### Goal
State how many of the lines below contain the string "floating", and give only the number.

### Extracted material
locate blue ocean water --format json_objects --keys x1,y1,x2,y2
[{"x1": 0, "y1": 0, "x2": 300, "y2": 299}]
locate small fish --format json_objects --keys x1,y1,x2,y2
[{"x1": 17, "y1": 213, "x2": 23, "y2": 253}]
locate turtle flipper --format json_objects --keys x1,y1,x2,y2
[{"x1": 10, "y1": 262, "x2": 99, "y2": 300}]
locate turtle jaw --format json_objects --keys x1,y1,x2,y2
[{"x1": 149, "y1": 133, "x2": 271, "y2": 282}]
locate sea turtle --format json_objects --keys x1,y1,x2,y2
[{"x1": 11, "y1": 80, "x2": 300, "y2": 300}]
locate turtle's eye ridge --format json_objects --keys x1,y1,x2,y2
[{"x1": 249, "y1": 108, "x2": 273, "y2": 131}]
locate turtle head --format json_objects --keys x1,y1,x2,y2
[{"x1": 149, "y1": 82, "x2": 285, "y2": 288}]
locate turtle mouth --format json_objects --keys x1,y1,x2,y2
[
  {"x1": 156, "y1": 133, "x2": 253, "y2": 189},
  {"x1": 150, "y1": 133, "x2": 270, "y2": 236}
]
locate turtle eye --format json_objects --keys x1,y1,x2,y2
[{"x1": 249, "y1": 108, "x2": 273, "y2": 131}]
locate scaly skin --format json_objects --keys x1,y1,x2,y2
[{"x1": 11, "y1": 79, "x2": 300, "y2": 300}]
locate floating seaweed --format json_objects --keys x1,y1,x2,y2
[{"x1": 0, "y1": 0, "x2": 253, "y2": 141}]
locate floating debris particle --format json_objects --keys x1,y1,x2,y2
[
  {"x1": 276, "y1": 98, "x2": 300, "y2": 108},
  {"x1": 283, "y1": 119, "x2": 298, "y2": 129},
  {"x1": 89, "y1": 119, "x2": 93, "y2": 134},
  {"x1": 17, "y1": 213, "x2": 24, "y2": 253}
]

---

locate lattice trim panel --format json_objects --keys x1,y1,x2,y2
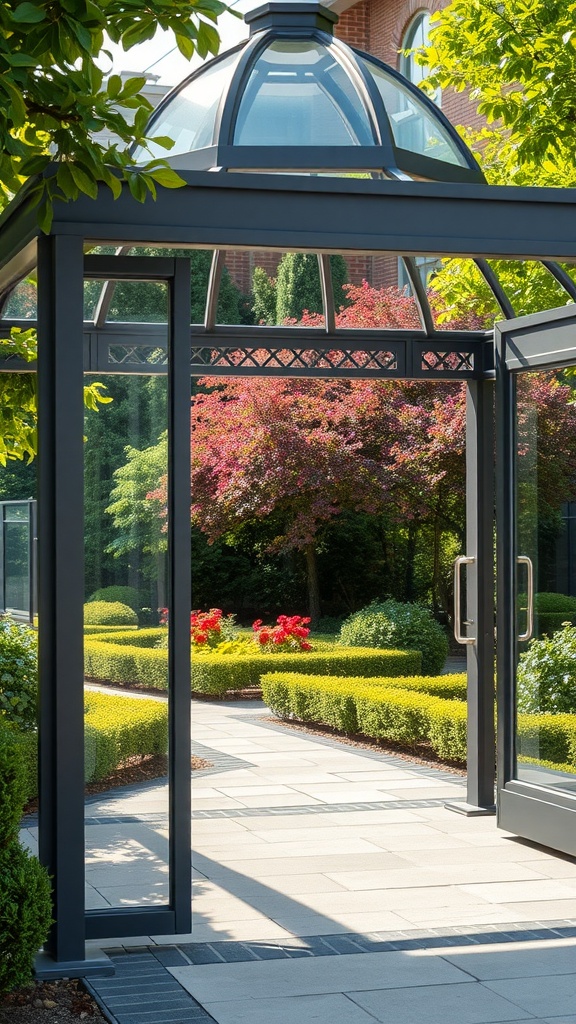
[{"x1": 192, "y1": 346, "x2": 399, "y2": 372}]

### Solved exercise
2